A verdade é que o deflagrar da pandemia levou muitos quadros e profissionais liberais a concretizarem o velho sonho de se instalarem no campo, em regiões afastadas dos grandes centros urbanos, mas com boas condições para trabalhar em ambiente rural.
As residências secundárias tornaram-se novos portos de abrigo, com a organização do trabalho à distância, com maior ou menor disciplina de horários no trabalho individual e nas interações com as equipas da empresa ou do escritório, através do uso de funcionalidades como o Zoom e o Teams.
No entanto, para outros, principalmente para os que têm filhos em idade escolar, a realidade tornou-se mais complicada, com o teletrabalho e a necessidade de acompanhamento e gestão simultânea das aulas, criando-se uma clara desigualdade.
É evidente que a atenção e as preocupações dispersas por diferentes situações não podem deixar de afetar a qualidade e a produtividade do trabalho desenvolvido e a atenção a dedicar ao enquadramento dos filhos. Quantas crianças terão possibilidade de acompanhar a telescola? Quantos têm computador? Quantos pais podem acompanhá-los? Miséria.
Se numa residência grande, com espaços vastos, esta organização das coisas ainda pode ser temporariamente gerível, numa pequena casa situada em meio suburbano tudo se torna mais difícil e faz aflorar com crueza o problema do agravamento das desigualdades sociais e culturais, associado à crise da covid-19 e ao confinamento.
Também a natureza da atividade desenvolvida por cada um influencia o modo como vive e se adapta ao teletrabalho, com clara vantagem para os dirigentes e quadros seniores em final de carreira e com maiores dificuldades para trabalhadores jovens, com filhos em casa e maior pressão do trabalho e dos objetivos que lhes são impostos para terem sucesso na carreira, o que cria ainda outro tipo de desigualdades.
Por outro lado, com a avalanche de teletrabalho começa a notar-se nas empresas e noutras organizações uma excessiva formalização e até burocratização do trabalho, implícita no modo como ele é executado, com consequências negativas sobre a criatividade, a inovação e a saudável emulação entre os seus elementos, sendo que o afastamento físico cria o risco de o laço social e profissional entre os colaboradores, os dirigentes e o resto da organização se distender de forma a que os objetivos a alcançar se diluam num individualismo levado ao extremo.

#### Exercícios a resolver:
**1)** No texto sobre o teletrabalho, que funcionalidades são mencionadas para as interações com as equipas da empresa ou do escritório?
**2)** Prossiga o texto sobre o teletrabalho a partir da última frase apresentada.

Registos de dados

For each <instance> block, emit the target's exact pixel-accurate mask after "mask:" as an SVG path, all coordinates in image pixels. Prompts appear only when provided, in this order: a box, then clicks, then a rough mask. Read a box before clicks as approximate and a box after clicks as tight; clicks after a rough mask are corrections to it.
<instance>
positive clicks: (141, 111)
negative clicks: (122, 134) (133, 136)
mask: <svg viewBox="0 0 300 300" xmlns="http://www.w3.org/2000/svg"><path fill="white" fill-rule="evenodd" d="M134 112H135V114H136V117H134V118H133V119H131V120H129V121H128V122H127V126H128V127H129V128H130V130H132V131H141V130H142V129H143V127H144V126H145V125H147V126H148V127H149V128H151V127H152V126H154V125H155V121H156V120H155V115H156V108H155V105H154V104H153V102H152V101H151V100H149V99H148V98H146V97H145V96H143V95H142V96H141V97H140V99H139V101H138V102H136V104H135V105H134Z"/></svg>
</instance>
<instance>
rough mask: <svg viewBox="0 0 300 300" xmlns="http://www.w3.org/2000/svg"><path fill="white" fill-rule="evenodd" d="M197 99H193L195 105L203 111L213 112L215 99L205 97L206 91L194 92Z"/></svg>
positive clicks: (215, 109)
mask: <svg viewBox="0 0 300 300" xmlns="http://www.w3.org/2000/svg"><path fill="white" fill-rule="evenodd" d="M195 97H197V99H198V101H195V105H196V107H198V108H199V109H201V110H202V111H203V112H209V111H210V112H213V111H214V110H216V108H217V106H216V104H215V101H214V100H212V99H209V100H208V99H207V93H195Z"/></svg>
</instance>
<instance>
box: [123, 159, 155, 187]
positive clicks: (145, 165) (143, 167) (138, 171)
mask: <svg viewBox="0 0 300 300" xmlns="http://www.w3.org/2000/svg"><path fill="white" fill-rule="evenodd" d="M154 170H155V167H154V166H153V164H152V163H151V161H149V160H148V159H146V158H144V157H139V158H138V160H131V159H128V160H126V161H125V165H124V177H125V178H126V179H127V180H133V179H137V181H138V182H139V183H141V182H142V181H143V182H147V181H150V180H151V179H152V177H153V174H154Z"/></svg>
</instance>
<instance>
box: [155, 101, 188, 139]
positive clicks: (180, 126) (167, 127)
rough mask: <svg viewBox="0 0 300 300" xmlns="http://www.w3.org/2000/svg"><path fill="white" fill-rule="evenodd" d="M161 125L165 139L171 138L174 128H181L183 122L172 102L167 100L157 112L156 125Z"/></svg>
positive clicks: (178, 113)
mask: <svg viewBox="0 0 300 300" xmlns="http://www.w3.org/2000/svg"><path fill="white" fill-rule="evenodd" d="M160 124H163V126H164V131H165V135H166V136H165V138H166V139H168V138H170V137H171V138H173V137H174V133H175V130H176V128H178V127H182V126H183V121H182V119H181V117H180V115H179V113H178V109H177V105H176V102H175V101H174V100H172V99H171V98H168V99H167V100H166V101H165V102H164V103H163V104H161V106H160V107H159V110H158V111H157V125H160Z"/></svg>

#### Respostas numeradas:
**1)** O Zoom e o Teams.

**2)**
A progressiva cessação do confinamento levou a que a maior parte das pessoas, saturadas com as intermináveis teleconferências inerentes à fase aguda da crise (a “hibernação” das empresas e organizações), tenha encarado com renovado prazer o reencontro físico com os colegas e com as equipas, o regresso à liberdade de realização do ser humano enquanto ente eminentemente social.
Claro que importa salvaguardar as cautelas e as barreiras de proteção que, até existir uma vacina ou um tratamento absolutamente eficaz para a covid-19, se terão de manter.
No setor dos serviços, hoje dominante, será possível, na sociedade pós-covid-19, surgir uma alteração estrutural e duradoura dos hábitos laborais, provavelmente através da combinação de um ou dois dias de teletrabalho semanal com trabalho presencial nos restantes dias.
Ora, esta combinação de formas tradicionais de trabalho e de novas formas de o fazer, incluindo horários desfasados, deverá permitir uma melhor vivência das grandes cidades e ter efeitos virtuosos decisivos sobre a redução das deslocações pendulares entre a residência e o local de trabalho, para os que habitam nas cidades e vilas das zonas metropolitanas, bem como aliviar a pressão sobre os transportes públicos, com consequências positivas em termos de ambiente e de redução da pegada carbónica.
A adaptação aos diferentes contextos de diferentes ramos de atividade é uma das condições essenciais, do lado da oferta, para o sucesso de um rápido relançamento da economia.
Apesar das enormes incertezas de vária ordem que permanecem, sente-se um vento novo que sopra e que esperemos que leve a economia por caminhos inovadores (na saúde, robotização racionalizada, tecnologias amigas do ambiente, revolução no automóvel e na aeronáutica), com a indispensável componente social que permita uma verdadeira igualdade de oportunidades.